### Exercise goal
Nothing in the entries may differ when you return them.

### Material provided
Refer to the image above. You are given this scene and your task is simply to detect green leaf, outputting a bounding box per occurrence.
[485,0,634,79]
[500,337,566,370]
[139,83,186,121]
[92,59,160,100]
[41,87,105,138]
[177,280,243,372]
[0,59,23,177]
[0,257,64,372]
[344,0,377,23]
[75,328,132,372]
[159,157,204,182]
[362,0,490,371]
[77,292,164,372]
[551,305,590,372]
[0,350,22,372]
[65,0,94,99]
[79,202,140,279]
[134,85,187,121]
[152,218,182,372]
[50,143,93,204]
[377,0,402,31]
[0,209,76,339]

### Answer to this problem
Refer to the image above. You are given this scene and your task is simply to detect green leaf, outputting a bounding box per occurrence.
[485,0,634,79]
[500,337,566,370]
[139,83,186,121]
[92,59,160,100]
[41,87,105,138]
[177,280,243,372]
[0,59,23,177]
[0,257,64,372]
[344,0,377,23]
[75,328,132,372]
[159,157,204,182]
[362,0,490,371]
[77,292,164,372]
[551,305,590,372]
[0,350,22,372]
[65,0,94,99]
[79,202,140,279]
[134,85,187,121]
[152,218,182,372]
[50,143,93,204]
[377,0,402,31]
[0,209,76,339]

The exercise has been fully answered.